*** Opening Data for analysis ***

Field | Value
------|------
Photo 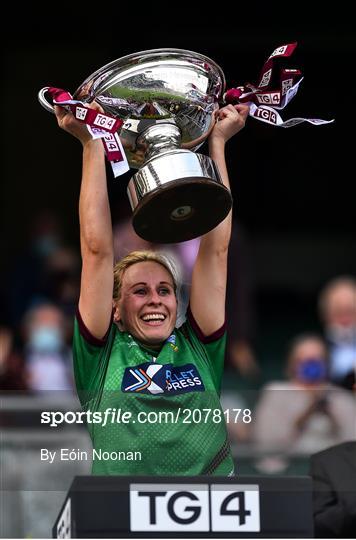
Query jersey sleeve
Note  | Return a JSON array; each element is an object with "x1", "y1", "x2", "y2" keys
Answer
[
  {"x1": 185, "y1": 305, "x2": 227, "y2": 393},
  {"x1": 72, "y1": 308, "x2": 114, "y2": 405}
]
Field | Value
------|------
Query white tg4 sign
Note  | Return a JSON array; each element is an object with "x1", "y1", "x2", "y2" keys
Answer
[{"x1": 130, "y1": 483, "x2": 260, "y2": 532}]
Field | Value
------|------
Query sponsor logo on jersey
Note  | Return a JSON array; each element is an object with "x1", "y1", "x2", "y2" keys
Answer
[{"x1": 122, "y1": 362, "x2": 205, "y2": 395}]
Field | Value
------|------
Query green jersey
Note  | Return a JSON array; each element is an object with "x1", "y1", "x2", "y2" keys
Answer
[{"x1": 73, "y1": 307, "x2": 234, "y2": 476}]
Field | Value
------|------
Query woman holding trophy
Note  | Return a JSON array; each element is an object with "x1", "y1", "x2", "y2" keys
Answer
[{"x1": 53, "y1": 68, "x2": 249, "y2": 475}]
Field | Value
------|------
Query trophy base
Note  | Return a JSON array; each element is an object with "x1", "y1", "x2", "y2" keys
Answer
[{"x1": 127, "y1": 150, "x2": 232, "y2": 243}]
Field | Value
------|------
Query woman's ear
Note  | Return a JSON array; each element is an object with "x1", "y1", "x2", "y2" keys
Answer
[{"x1": 112, "y1": 301, "x2": 121, "y2": 323}]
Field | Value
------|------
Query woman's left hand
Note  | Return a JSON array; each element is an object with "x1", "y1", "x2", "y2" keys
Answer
[{"x1": 210, "y1": 104, "x2": 250, "y2": 144}]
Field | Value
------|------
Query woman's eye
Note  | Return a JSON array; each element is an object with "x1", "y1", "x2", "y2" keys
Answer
[
  {"x1": 159, "y1": 288, "x2": 170, "y2": 295},
  {"x1": 135, "y1": 289, "x2": 146, "y2": 295}
]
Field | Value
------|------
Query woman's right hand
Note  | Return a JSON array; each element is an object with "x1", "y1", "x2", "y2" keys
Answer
[{"x1": 54, "y1": 102, "x2": 103, "y2": 147}]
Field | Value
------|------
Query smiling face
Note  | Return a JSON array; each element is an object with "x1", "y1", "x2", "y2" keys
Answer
[{"x1": 113, "y1": 261, "x2": 177, "y2": 347}]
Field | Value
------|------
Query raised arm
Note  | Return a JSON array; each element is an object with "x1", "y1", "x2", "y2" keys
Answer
[
  {"x1": 190, "y1": 104, "x2": 249, "y2": 335},
  {"x1": 54, "y1": 105, "x2": 114, "y2": 339}
]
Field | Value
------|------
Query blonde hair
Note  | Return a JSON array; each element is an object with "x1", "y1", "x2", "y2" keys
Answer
[{"x1": 113, "y1": 250, "x2": 178, "y2": 301}]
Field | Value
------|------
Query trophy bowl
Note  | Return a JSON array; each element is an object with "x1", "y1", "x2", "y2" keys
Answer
[{"x1": 41, "y1": 49, "x2": 232, "y2": 243}]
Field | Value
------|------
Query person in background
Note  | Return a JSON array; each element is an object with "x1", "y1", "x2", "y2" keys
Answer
[
  {"x1": 0, "y1": 325, "x2": 27, "y2": 391},
  {"x1": 22, "y1": 303, "x2": 74, "y2": 392},
  {"x1": 310, "y1": 440, "x2": 356, "y2": 538},
  {"x1": 5, "y1": 211, "x2": 63, "y2": 329},
  {"x1": 251, "y1": 334, "x2": 355, "y2": 472},
  {"x1": 318, "y1": 276, "x2": 356, "y2": 390},
  {"x1": 0, "y1": 295, "x2": 27, "y2": 391},
  {"x1": 43, "y1": 245, "x2": 81, "y2": 333},
  {"x1": 4, "y1": 211, "x2": 81, "y2": 347},
  {"x1": 225, "y1": 221, "x2": 259, "y2": 381}
]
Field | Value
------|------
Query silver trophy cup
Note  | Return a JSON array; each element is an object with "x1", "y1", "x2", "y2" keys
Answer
[{"x1": 39, "y1": 49, "x2": 232, "y2": 243}]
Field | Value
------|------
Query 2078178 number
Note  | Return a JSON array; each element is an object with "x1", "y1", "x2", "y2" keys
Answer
[{"x1": 181, "y1": 408, "x2": 252, "y2": 424}]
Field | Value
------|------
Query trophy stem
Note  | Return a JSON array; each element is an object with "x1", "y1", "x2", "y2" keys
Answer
[{"x1": 137, "y1": 123, "x2": 181, "y2": 161}]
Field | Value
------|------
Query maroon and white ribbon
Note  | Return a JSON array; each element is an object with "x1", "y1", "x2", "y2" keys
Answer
[
  {"x1": 224, "y1": 42, "x2": 334, "y2": 127},
  {"x1": 46, "y1": 87, "x2": 129, "y2": 176}
]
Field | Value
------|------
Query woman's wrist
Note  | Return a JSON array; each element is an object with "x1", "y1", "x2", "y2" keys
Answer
[
  {"x1": 209, "y1": 134, "x2": 226, "y2": 147},
  {"x1": 208, "y1": 136, "x2": 226, "y2": 159},
  {"x1": 82, "y1": 138, "x2": 105, "y2": 154}
]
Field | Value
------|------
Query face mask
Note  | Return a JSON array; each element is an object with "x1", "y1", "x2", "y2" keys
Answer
[
  {"x1": 29, "y1": 326, "x2": 63, "y2": 353},
  {"x1": 296, "y1": 358, "x2": 327, "y2": 383}
]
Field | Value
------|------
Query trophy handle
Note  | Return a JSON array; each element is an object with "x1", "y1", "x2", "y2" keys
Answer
[{"x1": 38, "y1": 87, "x2": 55, "y2": 113}]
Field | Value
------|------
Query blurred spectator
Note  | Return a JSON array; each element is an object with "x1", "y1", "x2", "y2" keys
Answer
[
  {"x1": 310, "y1": 441, "x2": 356, "y2": 538},
  {"x1": 5, "y1": 211, "x2": 80, "y2": 335},
  {"x1": 318, "y1": 276, "x2": 356, "y2": 390},
  {"x1": 22, "y1": 303, "x2": 74, "y2": 392},
  {"x1": 220, "y1": 389, "x2": 252, "y2": 443},
  {"x1": 113, "y1": 214, "x2": 152, "y2": 260},
  {"x1": 0, "y1": 326, "x2": 27, "y2": 391},
  {"x1": 43, "y1": 245, "x2": 81, "y2": 332},
  {"x1": 6, "y1": 211, "x2": 62, "y2": 328},
  {"x1": 251, "y1": 334, "x2": 356, "y2": 472},
  {"x1": 225, "y1": 222, "x2": 259, "y2": 382}
]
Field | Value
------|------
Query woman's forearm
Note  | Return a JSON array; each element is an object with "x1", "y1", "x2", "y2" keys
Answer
[
  {"x1": 200, "y1": 137, "x2": 232, "y2": 253},
  {"x1": 79, "y1": 140, "x2": 113, "y2": 257}
]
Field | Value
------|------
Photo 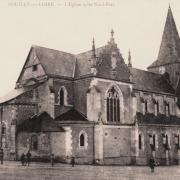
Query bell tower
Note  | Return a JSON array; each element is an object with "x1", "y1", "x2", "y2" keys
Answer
[{"x1": 148, "y1": 6, "x2": 180, "y2": 89}]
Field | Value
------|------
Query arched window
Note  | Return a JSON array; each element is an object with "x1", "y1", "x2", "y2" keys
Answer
[
  {"x1": 59, "y1": 88, "x2": 64, "y2": 106},
  {"x1": 106, "y1": 86, "x2": 120, "y2": 122},
  {"x1": 31, "y1": 135, "x2": 38, "y2": 150},
  {"x1": 80, "y1": 134, "x2": 85, "y2": 147},
  {"x1": 57, "y1": 87, "x2": 68, "y2": 106},
  {"x1": 154, "y1": 102, "x2": 159, "y2": 116},
  {"x1": 79, "y1": 131, "x2": 88, "y2": 148},
  {"x1": 139, "y1": 134, "x2": 142, "y2": 150}
]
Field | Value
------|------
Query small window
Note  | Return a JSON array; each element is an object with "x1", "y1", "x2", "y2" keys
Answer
[
  {"x1": 139, "y1": 134, "x2": 142, "y2": 150},
  {"x1": 145, "y1": 100, "x2": 148, "y2": 113},
  {"x1": 154, "y1": 102, "x2": 159, "y2": 116},
  {"x1": 31, "y1": 135, "x2": 38, "y2": 150},
  {"x1": 80, "y1": 134, "x2": 85, "y2": 147},
  {"x1": 60, "y1": 88, "x2": 64, "y2": 106},
  {"x1": 166, "y1": 135, "x2": 168, "y2": 145},
  {"x1": 32, "y1": 64, "x2": 37, "y2": 71},
  {"x1": 153, "y1": 134, "x2": 156, "y2": 150}
]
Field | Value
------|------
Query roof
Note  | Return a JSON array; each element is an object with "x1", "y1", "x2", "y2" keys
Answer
[
  {"x1": 76, "y1": 43, "x2": 131, "y2": 81},
  {"x1": 0, "y1": 84, "x2": 38, "y2": 104},
  {"x1": 148, "y1": 7, "x2": 180, "y2": 68},
  {"x1": 55, "y1": 108, "x2": 88, "y2": 122},
  {"x1": 137, "y1": 112, "x2": 180, "y2": 125},
  {"x1": 17, "y1": 112, "x2": 65, "y2": 132},
  {"x1": 34, "y1": 46, "x2": 76, "y2": 78},
  {"x1": 75, "y1": 46, "x2": 106, "y2": 77},
  {"x1": 131, "y1": 68, "x2": 175, "y2": 94}
]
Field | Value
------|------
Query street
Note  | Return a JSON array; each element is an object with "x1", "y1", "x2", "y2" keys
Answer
[{"x1": 0, "y1": 161, "x2": 180, "y2": 180}]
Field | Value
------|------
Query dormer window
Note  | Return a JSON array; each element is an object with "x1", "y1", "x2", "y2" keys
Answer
[{"x1": 32, "y1": 64, "x2": 37, "y2": 71}]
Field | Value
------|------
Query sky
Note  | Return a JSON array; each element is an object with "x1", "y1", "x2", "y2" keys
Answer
[{"x1": 0, "y1": 0, "x2": 180, "y2": 97}]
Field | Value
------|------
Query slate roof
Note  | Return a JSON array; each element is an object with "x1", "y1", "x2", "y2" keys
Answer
[
  {"x1": 17, "y1": 112, "x2": 64, "y2": 132},
  {"x1": 33, "y1": 46, "x2": 76, "y2": 78},
  {"x1": 130, "y1": 68, "x2": 175, "y2": 94},
  {"x1": 0, "y1": 84, "x2": 39, "y2": 104},
  {"x1": 76, "y1": 44, "x2": 131, "y2": 82},
  {"x1": 75, "y1": 46, "x2": 106, "y2": 77},
  {"x1": 148, "y1": 7, "x2": 180, "y2": 68},
  {"x1": 55, "y1": 108, "x2": 88, "y2": 122},
  {"x1": 137, "y1": 112, "x2": 180, "y2": 125}
]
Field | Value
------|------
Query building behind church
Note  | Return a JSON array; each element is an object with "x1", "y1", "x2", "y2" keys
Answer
[{"x1": 1, "y1": 6, "x2": 180, "y2": 165}]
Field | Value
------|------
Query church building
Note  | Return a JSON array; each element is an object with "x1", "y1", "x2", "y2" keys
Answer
[{"x1": 1, "y1": 6, "x2": 180, "y2": 165}]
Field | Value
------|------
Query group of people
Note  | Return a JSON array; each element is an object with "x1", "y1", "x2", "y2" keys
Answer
[{"x1": 20, "y1": 150, "x2": 32, "y2": 166}]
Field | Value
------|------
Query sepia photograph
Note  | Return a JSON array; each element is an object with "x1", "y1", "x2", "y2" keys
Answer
[{"x1": 0, "y1": 0, "x2": 180, "y2": 179}]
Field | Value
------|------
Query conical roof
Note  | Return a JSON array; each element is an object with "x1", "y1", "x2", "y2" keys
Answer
[{"x1": 148, "y1": 6, "x2": 180, "y2": 68}]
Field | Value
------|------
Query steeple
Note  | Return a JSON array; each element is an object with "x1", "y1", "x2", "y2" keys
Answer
[
  {"x1": 128, "y1": 49, "x2": 132, "y2": 68},
  {"x1": 92, "y1": 37, "x2": 96, "y2": 58},
  {"x1": 109, "y1": 29, "x2": 115, "y2": 44},
  {"x1": 147, "y1": 6, "x2": 180, "y2": 89},
  {"x1": 90, "y1": 38, "x2": 97, "y2": 75},
  {"x1": 148, "y1": 6, "x2": 180, "y2": 68}
]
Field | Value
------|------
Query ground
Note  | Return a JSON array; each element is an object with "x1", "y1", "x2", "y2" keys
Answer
[{"x1": 0, "y1": 161, "x2": 180, "y2": 180}]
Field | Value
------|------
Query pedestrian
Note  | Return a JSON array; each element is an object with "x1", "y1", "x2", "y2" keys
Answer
[
  {"x1": 50, "y1": 154, "x2": 55, "y2": 167},
  {"x1": 149, "y1": 157, "x2": 155, "y2": 173},
  {"x1": 26, "y1": 150, "x2": 32, "y2": 166},
  {"x1": 71, "y1": 157, "x2": 75, "y2": 167},
  {"x1": 20, "y1": 153, "x2": 25, "y2": 166},
  {"x1": 0, "y1": 149, "x2": 3, "y2": 165}
]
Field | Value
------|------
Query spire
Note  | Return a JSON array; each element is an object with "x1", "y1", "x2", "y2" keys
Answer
[
  {"x1": 90, "y1": 38, "x2": 97, "y2": 75},
  {"x1": 148, "y1": 6, "x2": 180, "y2": 68},
  {"x1": 92, "y1": 37, "x2": 96, "y2": 58},
  {"x1": 109, "y1": 29, "x2": 115, "y2": 44},
  {"x1": 128, "y1": 49, "x2": 132, "y2": 68}
]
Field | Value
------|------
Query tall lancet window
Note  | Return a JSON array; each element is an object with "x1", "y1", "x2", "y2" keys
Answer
[
  {"x1": 59, "y1": 88, "x2": 64, "y2": 106},
  {"x1": 107, "y1": 86, "x2": 120, "y2": 122},
  {"x1": 57, "y1": 87, "x2": 67, "y2": 106}
]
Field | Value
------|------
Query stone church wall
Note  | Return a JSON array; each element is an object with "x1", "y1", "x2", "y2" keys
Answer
[
  {"x1": 70, "y1": 125, "x2": 94, "y2": 164},
  {"x1": 17, "y1": 132, "x2": 51, "y2": 160},
  {"x1": 92, "y1": 79, "x2": 133, "y2": 124},
  {"x1": 103, "y1": 126, "x2": 132, "y2": 165},
  {"x1": 74, "y1": 78, "x2": 92, "y2": 115},
  {"x1": 137, "y1": 125, "x2": 180, "y2": 165}
]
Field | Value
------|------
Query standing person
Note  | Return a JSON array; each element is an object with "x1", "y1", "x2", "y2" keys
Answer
[
  {"x1": 50, "y1": 154, "x2": 55, "y2": 167},
  {"x1": 26, "y1": 150, "x2": 32, "y2": 166},
  {"x1": 71, "y1": 157, "x2": 75, "y2": 167},
  {"x1": 0, "y1": 149, "x2": 3, "y2": 165},
  {"x1": 149, "y1": 157, "x2": 155, "y2": 173},
  {"x1": 20, "y1": 153, "x2": 25, "y2": 166}
]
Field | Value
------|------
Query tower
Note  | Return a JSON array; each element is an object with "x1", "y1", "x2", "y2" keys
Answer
[{"x1": 148, "y1": 6, "x2": 180, "y2": 89}]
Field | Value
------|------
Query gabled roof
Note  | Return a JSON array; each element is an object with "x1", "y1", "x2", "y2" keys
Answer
[
  {"x1": 34, "y1": 46, "x2": 76, "y2": 78},
  {"x1": 55, "y1": 108, "x2": 88, "y2": 122},
  {"x1": 137, "y1": 112, "x2": 180, "y2": 125},
  {"x1": 76, "y1": 43, "x2": 131, "y2": 82},
  {"x1": 75, "y1": 46, "x2": 106, "y2": 77},
  {"x1": 131, "y1": 68, "x2": 175, "y2": 94},
  {"x1": 148, "y1": 6, "x2": 180, "y2": 68},
  {"x1": 17, "y1": 46, "x2": 76, "y2": 83},
  {"x1": 17, "y1": 112, "x2": 64, "y2": 132}
]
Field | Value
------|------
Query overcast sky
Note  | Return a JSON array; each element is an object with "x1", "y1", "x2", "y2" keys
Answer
[{"x1": 0, "y1": 0, "x2": 180, "y2": 97}]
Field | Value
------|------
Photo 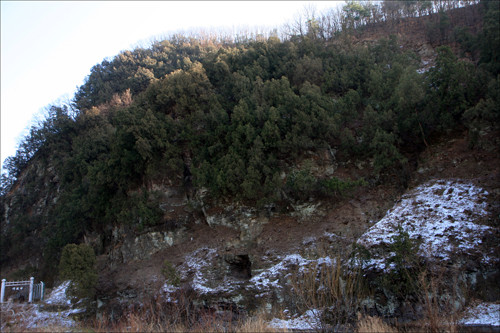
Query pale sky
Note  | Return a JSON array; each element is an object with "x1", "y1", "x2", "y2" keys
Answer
[{"x1": 1, "y1": 1, "x2": 341, "y2": 172}]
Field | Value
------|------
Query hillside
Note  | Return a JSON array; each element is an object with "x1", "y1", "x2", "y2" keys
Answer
[{"x1": 1, "y1": 1, "x2": 499, "y2": 330}]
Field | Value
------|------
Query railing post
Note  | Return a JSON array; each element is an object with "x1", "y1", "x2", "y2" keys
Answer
[
  {"x1": 29, "y1": 277, "x2": 34, "y2": 303},
  {"x1": 41, "y1": 281, "x2": 45, "y2": 301},
  {"x1": 1, "y1": 279, "x2": 5, "y2": 303}
]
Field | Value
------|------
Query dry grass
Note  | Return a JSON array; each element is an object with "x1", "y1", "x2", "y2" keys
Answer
[
  {"x1": 388, "y1": 261, "x2": 471, "y2": 333},
  {"x1": 1, "y1": 255, "x2": 474, "y2": 333},
  {"x1": 236, "y1": 315, "x2": 288, "y2": 333},
  {"x1": 0, "y1": 301, "x2": 86, "y2": 332},
  {"x1": 356, "y1": 313, "x2": 398, "y2": 333},
  {"x1": 288, "y1": 254, "x2": 369, "y2": 330},
  {"x1": 25, "y1": 324, "x2": 82, "y2": 333},
  {"x1": 1, "y1": 302, "x2": 35, "y2": 332},
  {"x1": 81, "y1": 290, "x2": 287, "y2": 333},
  {"x1": 285, "y1": 244, "x2": 473, "y2": 333},
  {"x1": 87, "y1": 310, "x2": 285, "y2": 333},
  {"x1": 410, "y1": 265, "x2": 466, "y2": 333}
]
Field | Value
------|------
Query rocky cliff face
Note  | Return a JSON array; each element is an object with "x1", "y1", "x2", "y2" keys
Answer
[
  {"x1": 1, "y1": 4, "x2": 498, "y2": 324},
  {"x1": 2, "y1": 158, "x2": 61, "y2": 271},
  {"x1": 3, "y1": 103, "x2": 498, "y2": 326},
  {"x1": 87, "y1": 127, "x2": 499, "y2": 322}
]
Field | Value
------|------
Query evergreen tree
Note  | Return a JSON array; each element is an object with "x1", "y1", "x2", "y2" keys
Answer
[{"x1": 59, "y1": 244, "x2": 97, "y2": 300}]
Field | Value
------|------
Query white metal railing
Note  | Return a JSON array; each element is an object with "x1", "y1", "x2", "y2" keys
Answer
[
  {"x1": 33, "y1": 281, "x2": 45, "y2": 301},
  {"x1": 1, "y1": 277, "x2": 45, "y2": 303}
]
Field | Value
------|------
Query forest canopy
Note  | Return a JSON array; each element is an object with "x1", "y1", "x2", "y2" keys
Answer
[{"x1": 1, "y1": 0, "x2": 498, "y2": 279}]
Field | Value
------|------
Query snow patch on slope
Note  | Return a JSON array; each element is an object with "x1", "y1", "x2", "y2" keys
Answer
[
  {"x1": 357, "y1": 180, "x2": 494, "y2": 269},
  {"x1": 269, "y1": 309, "x2": 323, "y2": 330},
  {"x1": 460, "y1": 301, "x2": 500, "y2": 326},
  {"x1": 179, "y1": 247, "x2": 221, "y2": 295},
  {"x1": 44, "y1": 280, "x2": 71, "y2": 305},
  {"x1": 248, "y1": 254, "x2": 309, "y2": 294},
  {"x1": 1, "y1": 281, "x2": 84, "y2": 331},
  {"x1": 25, "y1": 306, "x2": 83, "y2": 330},
  {"x1": 169, "y1": 247, "x2": 243, "y2": 297},
  {"x1": 247, "y1": 254, "x2": 336, "y2": 298}
]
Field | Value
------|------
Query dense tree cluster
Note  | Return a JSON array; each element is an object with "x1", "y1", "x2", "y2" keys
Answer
[{"x1": 0, "y1": 1, "x2": 498, "y2": 281}]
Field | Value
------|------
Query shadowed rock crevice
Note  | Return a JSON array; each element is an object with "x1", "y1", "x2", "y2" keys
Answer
[{"x1": 226, "y1": 254, "x2": 252, "y2": 279}]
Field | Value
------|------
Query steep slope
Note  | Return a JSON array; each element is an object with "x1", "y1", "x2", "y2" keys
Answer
[{"x1": 1, "y1": 2, "x2": 498, "y2": 328}]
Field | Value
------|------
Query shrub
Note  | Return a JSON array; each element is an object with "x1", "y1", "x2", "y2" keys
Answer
[
  {"x1": 285, "y1": 166, "x2": 366, "y2": 201},
  {"x1": 379, "y1": 225, "x2": 421, "y2": 298},
  {"x1": 59, "y1": 243, "x2": 97, "y2": 300},
  {"x1": 285, "y1": 169, "x2": 317, "y2": 199},
  {"x1": 162, "y1": 260, "x2": 180, "y2": 287},
  {"x1": 317, "y1": 177, "x2": 367, "y2": 197}
]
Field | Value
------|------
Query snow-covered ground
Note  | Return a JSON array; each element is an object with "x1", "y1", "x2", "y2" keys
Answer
[
  {"x1": 24, "y1": 305, "x2": 83, "y2": 330},
  {"x1": 267, "y1": 301, "x2": 500, "y2": 331},
  {"x1": 247, "y1": 253, "x2": 336, "y2": 299},
  {"x1": 268, "y1": 309, "x2": 323, "y2": 330},
  {"x1": 460, "y1": 301, "x2": 500, "y2": 326},
  {"x1": 0, "y1": 280, "x2": 84, "y2": 331},
  {"x1": 249, "y1": 254, "x2": 309, "y2": 294},
  {"x1": 181, "y1": 247, "x2": 221, "y2": 295},
  {"x1": 147, "y1": 179, "x2": 500, "y2": 330},
  {"x1": 357, "y1": 179, "x2": 496, "y2": 269},
  {"x1": 44, "y1": 280, "x2": 71, "y2": 305},
  {"x1": 178, "y1": 247, "x2": 243, "y2": 296},
  {"x1": 160, "y1": 247, "x2": 248, "y2": 302}
]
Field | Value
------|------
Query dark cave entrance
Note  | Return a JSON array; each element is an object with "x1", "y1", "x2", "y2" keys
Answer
[{"x1": 226, "y1": 254, "x2": 252, "y2": 279}]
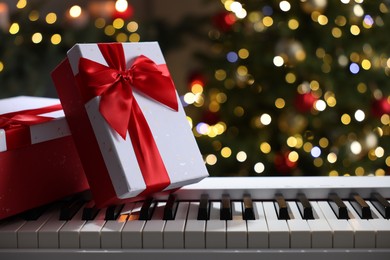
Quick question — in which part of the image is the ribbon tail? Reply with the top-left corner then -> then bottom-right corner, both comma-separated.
129,99 -> 171,194
99,81 -> 133,139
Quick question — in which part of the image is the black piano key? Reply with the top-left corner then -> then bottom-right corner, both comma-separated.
21,204 -> 51,221
197,194 -> 209,220
59,198 -> 85,220
139,198 -> 155,220
275,193 -> 290,220
328,193 -> 349,219
297,193 -> 314,220
350,193 -> 372,219
243,194 -> 255,220
220,194 -> 232,220
371,192 -> 390,219
82,201 -> 100,220
163,194 -> 177,220
105,204 -> 124,220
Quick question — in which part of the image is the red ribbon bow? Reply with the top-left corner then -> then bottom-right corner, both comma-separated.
77,43 -> 177,194
0,103 -> 62,150
77,44 -> 178,139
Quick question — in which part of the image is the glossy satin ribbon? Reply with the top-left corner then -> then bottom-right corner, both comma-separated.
77,43 -> 177,193
0,104 -> 62,150
0,104 -> 62,129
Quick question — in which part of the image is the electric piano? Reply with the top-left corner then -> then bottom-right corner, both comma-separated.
1,176 -> 390,260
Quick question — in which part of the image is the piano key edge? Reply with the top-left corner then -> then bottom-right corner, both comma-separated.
1,248 -> 390,260
156,177 -> 390,200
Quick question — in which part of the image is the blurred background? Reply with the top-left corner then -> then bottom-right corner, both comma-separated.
0,0 -> 389,177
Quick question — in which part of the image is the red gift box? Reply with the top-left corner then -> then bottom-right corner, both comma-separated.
0,96 -> 89,220
52,42 -> 208,207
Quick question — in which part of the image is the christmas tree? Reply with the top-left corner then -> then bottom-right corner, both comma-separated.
1,0 -> 389,178
0,0 -> 137,97
183,0 -> 390,177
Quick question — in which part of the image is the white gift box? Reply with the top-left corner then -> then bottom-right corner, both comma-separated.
0,96 -> 88,220
52,42 -> 208,207
0,96 -> 69,152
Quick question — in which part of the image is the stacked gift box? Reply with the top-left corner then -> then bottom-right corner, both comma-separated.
0,42 -> 208,220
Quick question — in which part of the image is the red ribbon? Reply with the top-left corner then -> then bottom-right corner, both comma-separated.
77,43 -> 177,194
0,103 -> 62,150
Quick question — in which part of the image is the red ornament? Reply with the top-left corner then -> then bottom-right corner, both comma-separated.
188,71 -> 206,90
274,151 -> 297,174
294,92 -> 318,113
212,11 -> 236,32
371,97 -> 390,118
112,4 -> 133,20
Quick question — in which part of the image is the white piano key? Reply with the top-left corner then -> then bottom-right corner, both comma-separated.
185,202 -> 205,249
262,201 -> 279,220
247,220 -> 268,248
185,220 -> 205,249
287,201 -> 301,219
349,218 -> 375,248
142,220 -> 165,248
286,201 -> 311,248
226,219 -> 247,249
164,219 -> 186,249
266,220 -> 289,248
344,201 -> 376,248
142,202 -> 166,249
247,202 -> 268,249
151,202 -> 166,220
307,202 -> 332,248
231,201 -> 243,220
317,201 -> 338,220
163,202 -> 189,249
310,201 -> 326,219
343,200 -> 361,219
79,209 -> 106,249
307,219 -> 333,248
370,218 -> 390,248
0,219 -> 26,248
187,201 -> 199,220
206,201 -> 226,249
209,201 -> 221,220
253,201 -> 266,220
328,219 -> 354,248
38,217 -> 66,248
366,201 -> 384,219
100,203 -> 133,249
227,202 -> 247,249
121,220 -> 145,249
317,201 -> 354,248
365,201 -> 390,248
263,201 -> 289,248
206,219 -> 226,249
18,207 -> 57,248
122,202 -> 145,249
287,219 -> 311,248
59,206 -> 86,248
174,202 -> 189,220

*** Closing Data for analysis ***

Task description: Return all lines above that mention the word "jersey".

Answer for this exercise:
Query jersey sleeve
Query sponsor logo on jersey
Query green jersey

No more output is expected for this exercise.